STATED EXERCISE
Find every line in the rows below that contains the string "trace" and copy each of those lines out in full.

------------------------------------------------

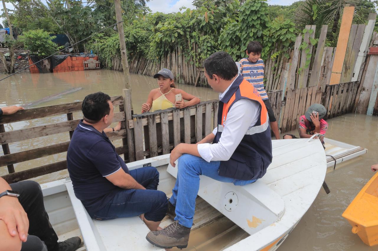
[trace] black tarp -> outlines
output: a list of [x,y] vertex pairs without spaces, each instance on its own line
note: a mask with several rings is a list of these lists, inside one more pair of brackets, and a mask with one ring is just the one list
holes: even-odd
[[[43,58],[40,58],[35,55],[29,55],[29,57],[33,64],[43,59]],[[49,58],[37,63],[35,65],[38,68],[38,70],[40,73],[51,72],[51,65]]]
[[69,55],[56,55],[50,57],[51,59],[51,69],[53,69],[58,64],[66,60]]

------------------------------------------------

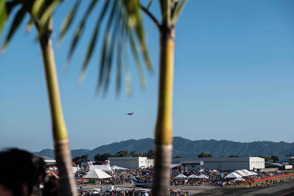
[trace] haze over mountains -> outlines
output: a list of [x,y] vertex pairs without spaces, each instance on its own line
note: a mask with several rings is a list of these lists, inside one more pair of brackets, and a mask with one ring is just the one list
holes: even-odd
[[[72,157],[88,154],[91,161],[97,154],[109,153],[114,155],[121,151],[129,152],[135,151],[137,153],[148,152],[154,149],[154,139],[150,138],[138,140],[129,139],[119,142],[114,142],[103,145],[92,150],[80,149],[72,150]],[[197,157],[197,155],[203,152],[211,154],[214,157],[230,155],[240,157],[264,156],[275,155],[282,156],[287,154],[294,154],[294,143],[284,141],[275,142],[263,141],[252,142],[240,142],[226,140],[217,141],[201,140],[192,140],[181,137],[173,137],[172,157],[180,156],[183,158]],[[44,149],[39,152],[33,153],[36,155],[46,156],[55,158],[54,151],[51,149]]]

------------------------------------------------

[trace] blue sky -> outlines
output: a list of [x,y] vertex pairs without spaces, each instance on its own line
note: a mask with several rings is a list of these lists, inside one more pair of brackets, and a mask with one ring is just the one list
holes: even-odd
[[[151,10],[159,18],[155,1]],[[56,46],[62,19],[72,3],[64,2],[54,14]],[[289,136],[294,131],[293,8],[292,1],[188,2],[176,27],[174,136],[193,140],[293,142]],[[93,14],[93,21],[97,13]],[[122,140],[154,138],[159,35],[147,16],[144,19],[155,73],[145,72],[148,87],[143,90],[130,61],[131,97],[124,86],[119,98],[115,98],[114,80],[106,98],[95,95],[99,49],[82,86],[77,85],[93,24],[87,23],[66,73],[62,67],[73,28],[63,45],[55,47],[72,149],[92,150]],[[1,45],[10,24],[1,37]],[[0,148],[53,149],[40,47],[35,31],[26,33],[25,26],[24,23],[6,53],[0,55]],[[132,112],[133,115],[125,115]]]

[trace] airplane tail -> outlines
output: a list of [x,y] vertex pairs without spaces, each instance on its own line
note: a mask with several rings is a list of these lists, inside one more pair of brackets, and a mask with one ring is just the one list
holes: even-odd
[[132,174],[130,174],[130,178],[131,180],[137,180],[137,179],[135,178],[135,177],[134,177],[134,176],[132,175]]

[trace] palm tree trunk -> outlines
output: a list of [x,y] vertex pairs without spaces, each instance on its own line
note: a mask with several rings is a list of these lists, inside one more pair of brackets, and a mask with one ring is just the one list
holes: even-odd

------------------------------------------------

TASK OUTPUT
[trace] black tarp -> outlines
[trace] haze over mountains -> outlines
[trace] blue sky -> outlines
[trace] airplane tail -> outlines
[trace] palm tree trunk -> outlines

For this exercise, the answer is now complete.